Task to carry out: Render every line of the items below as a Markdown table with two columns, "Row" for the row number and "Line" for the line itself, skipping any blank lines. Leave the pictures out of your answer.

Saved data entries:
-=-=-

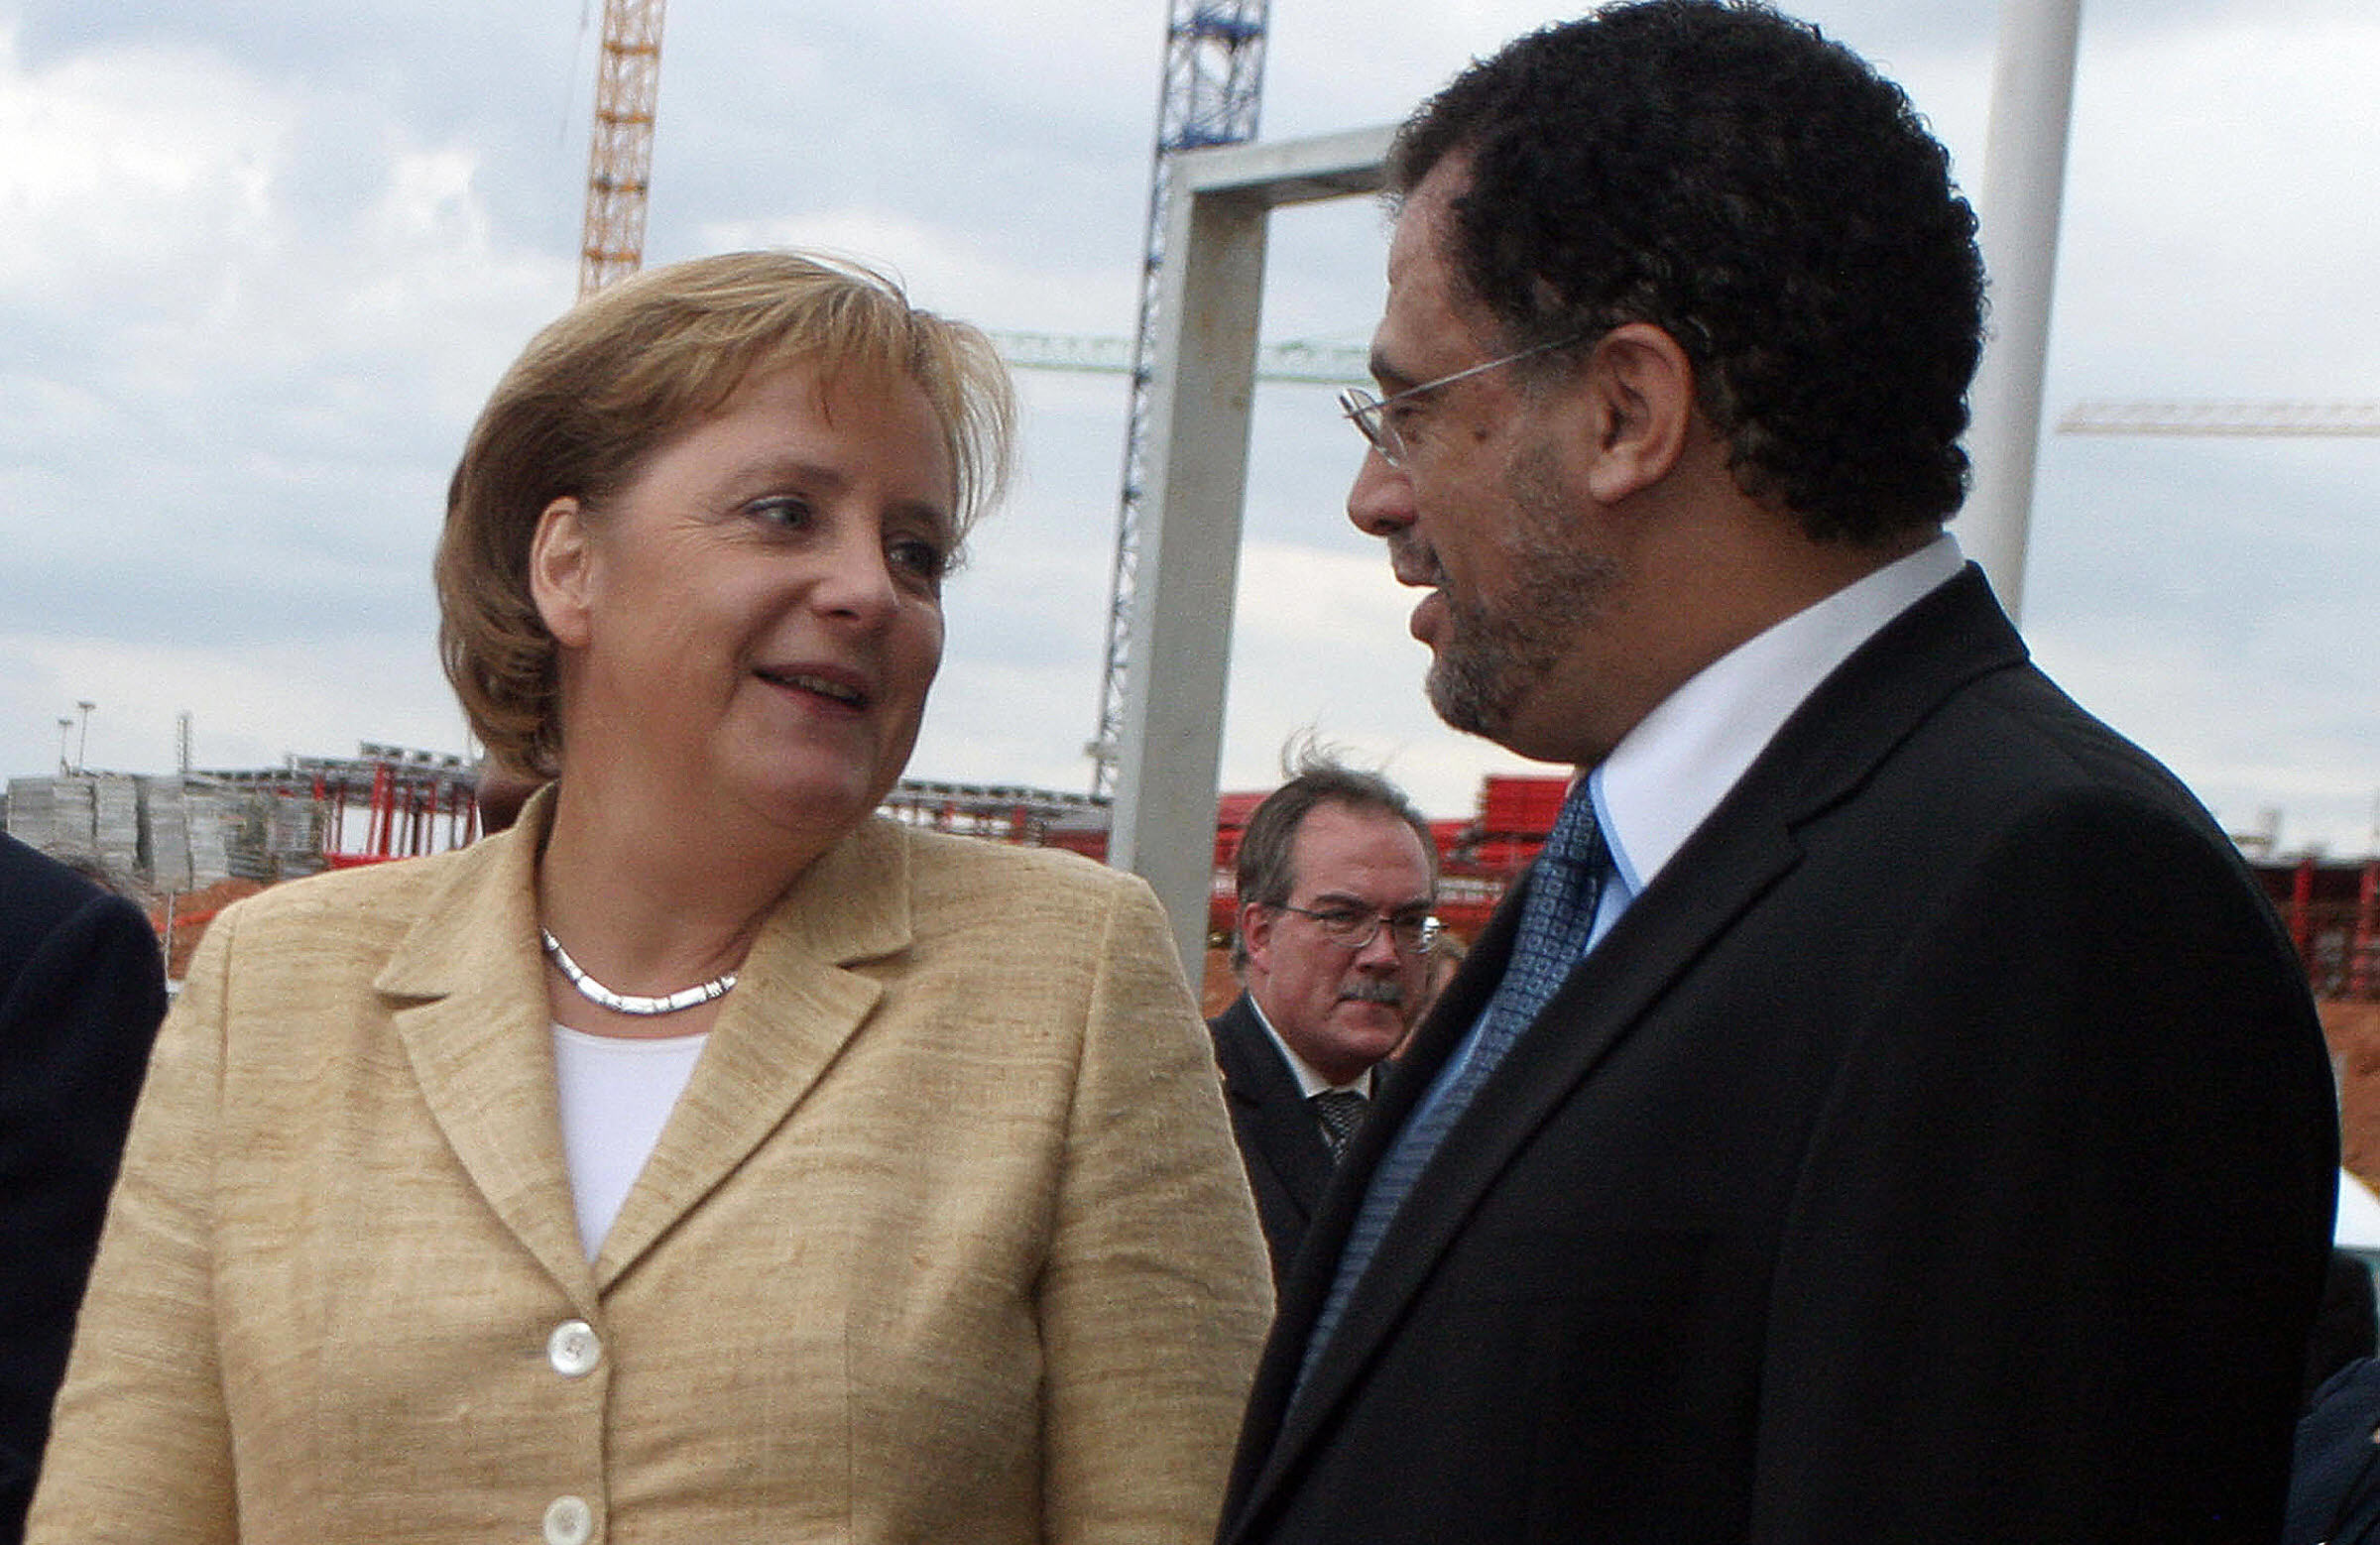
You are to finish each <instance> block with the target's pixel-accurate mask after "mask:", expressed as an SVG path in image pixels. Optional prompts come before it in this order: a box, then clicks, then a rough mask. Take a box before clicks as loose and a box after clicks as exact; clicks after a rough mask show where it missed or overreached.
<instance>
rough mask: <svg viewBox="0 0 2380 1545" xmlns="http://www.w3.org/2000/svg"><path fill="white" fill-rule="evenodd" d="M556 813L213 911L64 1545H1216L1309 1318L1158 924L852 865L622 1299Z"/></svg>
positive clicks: (653, 1237) (1044, 868)
mask: <svg viewBox="0 0 2380 1545" xmlns="http://www.w3.org/2000/svg"><path fill="white" fill-rule="evenodd" d="M543 819H545V809H543V802H540V805H538V807H536V809H533V812H531V817H528V821H526V824H524V826H526V828H514V831H512V833H505V836H497V838H488V840H486V843H481V845H476V847H469V850H464V852H452V855H440V857H431V859H414V862H405V864H390V867H383V869H371V871H355V874H338V876H321V878H317V881H302V883H293V886H281V888H276V890H269V893H264V895H259V897H255V900H250V902H243V905H238V907H233V909H231V912H226V914H224V917H221V919H217V924H214V928H212V931H209V936H207V943H205V947H202V950H200V955H198V959H195V964H193V969H190V981H188V988H186V993H183V997H181V1002H179V1005H176V1009H174V1014H171V1019H169V1024H167V1031H164V1036H162V1043H159V1052H157V1059H155V1064H152V1069H150V1083H148V1088H145V1093H143V1102H140V1114H138V1119H136V1126H133V1138H131V1147H129V1152H126V1166H124V1178H121V1183H119V1188H117V1197H114V1205H112V1212H109V1224H107V1238H105V1245H102V1252H100V1264H98V1271H95V1276H93V1288H90V1297H88V1302H86V1307H83V1321H81V1328H79V1336H76V1350H74V1364H71V1369H69V1376H67V1388H64V1393H62V1395H60V1409H57V1426H55V1438H52V1447H50V1457H48V1466H45V1471H43V1481H40V1495H38V1500H36V1507H33V1519H31V1533H29V1540H33V1543H36V1545H69V1543H71V1545H93V1543H100V1540H150V1543H157V1545H167V1543H174V1545H200V1543H209V1540H252V1543H288V1545H324V1543H328V1540H371V1543H378V1545H393V1543H400V1540H438V1543H459V1540H471V1543H481V1540H531V1543H533V1540H540V1538H543V1540H550V1543H555V1545H576V1543H578V1540H616V1543H624V1545H626V1543H643V1540H671V1543H678V1545H716V1543H738V1540H754V1543H757V1540H771V1543H776V1540H964V1543H997V1540H1045V1538H1047V1540H1152V1543H1154V1540H1166V1543H1176V1540H1178V1543H1190V1540H1200V1543H1202V1540H1207V1538H1209V1533H1211V1526H1214V1512H1216V1505H1219V1495H1221V1481H1223V1469H1226V1462H1228V1447H1230V1438H1233V1431H1235V1426H1238V1416H1240V1400H1242V1395H1245V1386H1247V1376H1250V1366H1252V1362H1254V1355H1257V1343H1259V1338H1261V1333H1264V1324H1266V1316H1269V1312H1271V1302H1269V1286H1266V1269H1264V1247H1261V1243H1259V1236H1257V1224H1254V1214H1252V1209H1250V1200H1247V1188H1245V1178H1242V1171H1240V1159H1238V1155H1235V1152H1233V1145H1230V1131H1228V1126H1226V1116H1223V1107H1221V1100H1219V1093H1216V1078H1214V1064H1211V1055H1209V1050H1207V1036H1204V1031H1202V1028H1200V1021H1197V1019H1195V1009H1192V1002H1190V995H1188V990H1185V986H1183V981H1180V971H1178V967H1176V962H1173V952H1171V945H1169V938H1166V928H1164V919H1161V914H1159V909H1157V905H1154V900H1152V897H1150V895H1147V888H1145V886H1140V881H1135V878H1131V876H1123V874H1116V871H1109V869H1100V867H1095V864H1090V862H1083V859H1073V857H1069V855H1054V852H1028V850H1007V847H995V845H988V843H976V840H969V838H945V836H928V833H914V831H904V828H900V826H890V824H883V821H871V824H869V826H864V828H862V831H857V833H854V836H850V838H847V840H843V843H840V845H838V847H835V850H831V852H828V855H823V857H821V859H819V862H816V864H814V867H812V869H809V871H807V874H804V876H802V881H800V883H797V886H795V890H793V895H790V897H788V900H785V905H783V907H781V909H778V914H776V917H774V919H771V921H769V926H766V928H764V933H762V938H759V943H757V945H754V947H752V955H750V957H747V962H745V967H743V981H740V986H738V988H735V993H733V995H731V997H728V1002H726V1009H724V1014H721V1019H719V1024H716V1028H714V1033H712V1040H709V1045H707V1050H704V1055H702V1062H700V1064H697V1067H695V1074H693V1083H690V1086H688V1090H685V1095H683V1097H681V1102H678V1107H676V1109H674V1112H671V1116H669V1126H666V1131H664V1133H662V1140H659V1147H657V1150H655V1155H652V1159H650V1164H647V1166H645V1171H643V1176H640V1178H638V1183H635V1190H633V1193H631V1195H628V1200H626V1205H624V1209H621V1214H619V1221H616V1224H614V1228H612V1233H609V1238H607V1240H605V1245H602V1255H600V1257H597V1259H595V1262H593V1266H590V1264H588V1259H585V1252H583V1250H581V1245H578V1238H576V1221H574V1212H571V1195H569V1181H566V1176H564V1162H562V1140H559V1124H557V1114H555V1071H552V1047H550V1031H547V1012H545V983H543V967H540V959H538V945H536V921H533V905H531V867H533V852H536V840H538V828H540V824H543ZM574 1321H576V1324H578V1326H583V1328H576V1326H574Z"/></svg>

-=-=-

Written answer:
| Row | Line |
|---|---|
| 1 | You are to finish each <instance> block with the target's pixel-accurate mask after "mask:", expressed as an SVG path in image pixels. Optional prompts come before it in this order: a box, then clicks, then a rough mask. Take a box before clicks as loose and a box after clicks as exact; clicks after a rough mask show where it missed or overreached. |
| 2 | <instance> |
| 3 | rough mask: <svg viewBox="0 0 2380 1545" xmlns="http://www.w3.org/2000/svg"><path fill="white" fill-rule="evenodd" d="M556 813L213 911L64 1545H1216L1309 1318L1158 924L852 865L622 1299Z"/></svg> |
| 4 | positive clicks: (653, 1237) (1044, 868) |
| 5 | mask: <svg viewBox="0 0 2380 1545" xmlns="http://www.w3.org/2000/svg"><path fill="white" fill-rule="evenodd" d="M543 819H545V809H543V802H540V805H538V807H536V809H533V812H531V817H528V821H526V824H524V826H526V828H514V831H512V833H505V836H497V838H488V840H486V843H481V845H476V847H469V850H464V852H452V855H440V857H431V859H414V862H405V864H390V867H383V869H371V871H355V874H338V876H321V878H317V881H302V883H293V886H281V888H276V890H269V893H264V895H259V897H255V900H250V902H243V905H238V907H233V909H231V912H226V914H224V917H221V919H217V924H214V928H212V931H209V936H207V943H205V947H202V950H200V955H198V959H195V964H193V969H190V981H188V988H186V993H183V997H181V1002H179V1005H176V1009H174V1014H171V1019H169V1024H167V1031H164V1036H162V1043H159V1052H157V1059H155V1064H152V1069H150V1083H148V1088H145V1093H143V1102H140V1114H138V1119H136V1126H133V1138H131V1147H129V1152H126V1166H124V1178H121V1183H119V1188H117V1197H114V1205H112V1212H109V1224H107V1238H105V1245H102V1252H100V1264H98V1271H95V1276H93V1288H90V1297H88V1302H86V1307H83V1321H81V1328H79V1336H76V1350H74V1364H71V1369H69V1376H67V1388H64V1393H62V1395H60V1409H57V1426H55V1438H52V1447H50V1457H48V1466H45V1471H43V1481H40V1495H38V1500H36V1507H33V1519H31V1533H29V1540H33V1543H36V1545H69V1543H71V1545H93V1543H100V1540H150V1543H157V1545H167V1543H174V1545H200V1543H209V1540H252V1543H288V1545H324V1543H328V1540H371V1543H378V1545H393V1543H400V1540H438V1543H459V1540H471V1543H481V1540H531V1543H533V1540H540V1538H543V1540H550V1543H555V1545H576V1543H578V1540H616V1543H624V1545H626V1543H643V1540H671V1543H678V1545H716V1543H738V1540H754V1543H757V1540H771V1543H776V1540H964V1543H997V1540H1045V1538H1047V1540H1152V1543H1154V1540H1166V1543H1176V1540H1178V1543H1190V1540H1200V1543H1202V1540H1207V1538H1209V1533H1211V1526H1214V1512H1216V1505H1219V1495H1221V1481H1223V1469H1226V1462H1228V1447H1230V1438H1233V1431H1235V1426H1238V1416H1240V1400H1242V1395H1245V1386H1247V1376H1250V1366H1252V1362H1254V1355H1257V1343H1259V1338H1261V1333H1264V1324H1266V1316H1269V1312H1271V1302H1269V1286H1266V1269H1264V1247H1261V1243H1259V1236H1257V1224H1254V1214H1252V1209H1250V1200H1247V1188H1245V1178H1242V1171H1240V1159H1238V1155H1235V1152H1233V1145H1230V1131H1228V1126H1226V1116H1223V1107H1221V1100H1219V1093H1216V1078H1214V1064H1211V1055H1209V1050H1207V1036H1204V1031H1202V1028H1200V1021H1197V1019H1195V1009H1192V1002H1190V995H1188V990H1185V986H1183V981H1180V971H1178V967H1176V962H1173V952H1171V945H1169V938H1166V928H1164V919H1161V914H1159V909H1157V905H1154V900H1152V897H1150V895H1147V888H1145V886H1140V881H1135V878H1131V876H1123V874H1116V871H1109V869H1100V867H1095V864H1090V862H1083V859H1073V857H1069V855H1054V852H1028V850H1007V847H995V845H988V843H976V840H969V838H945V836H928V833H914V831H904V828H900V826H890V824H883V821H871V824H869V826H864V828H862V831H857V833H854V836H850V838H847V840H843V843H840V845H838V847H835V850H831V852H828V855H823V857H821V859H819V862H816V864H814V867H812V869H809V871H807V874H804V876H802V881H800V883H797V886H795V890H793V895H790V897H788V900H785V905H783V907H781V909H778V914H776V917H774V919H771V921H769V926H766V928H764V933H762V938H759V943H757V945H754V947H752V955H750V957H747V962H745V967H743V981H740V986H738V988H735V993H733V995H731V997H728V1002H726V1009H724V1014H721V1019H719V1024H716V1028H714V1033H712V1040H709V1045H707V1050H704V1055H702V1062H700V1064H697V1067H695V1074H693V1083H690V1086H688V1090H685V1095H683V1097H681V1102H678V1107H676V1109H674V1112H671V1116H669V1126H666V1131H664V1133H662V1140H659V1147H657V1150H655V1155H652V1159H650V1164H647V1166H645V1171H643V1176H640V1178H638V1183H635V1190H633V1193H631V1195H628V1200H626V1205H624V1209H621V1214H619V1221H616V1224H614V1228H612V1233H609V1238H607V1240H605V1245H602V1255H600V1257H597V1259H595V1262H593V1266H590V1264H588V1259H585V1252H583V1250H581V1245H578V1238H576V1221H574V1212H571V1195H569V1181H566V1176H564V1162H562V1140H559V1124H557V1114H555V1071H552V1047H550V1031H547V1012H545V983H543V967H540V959H538V945H536V921H533V905H531V867H533V852H536V840H538V828H540V824H543ZM574 1321H576V1324H578V1326H583V1328H576V1326H574Z"/></svg> |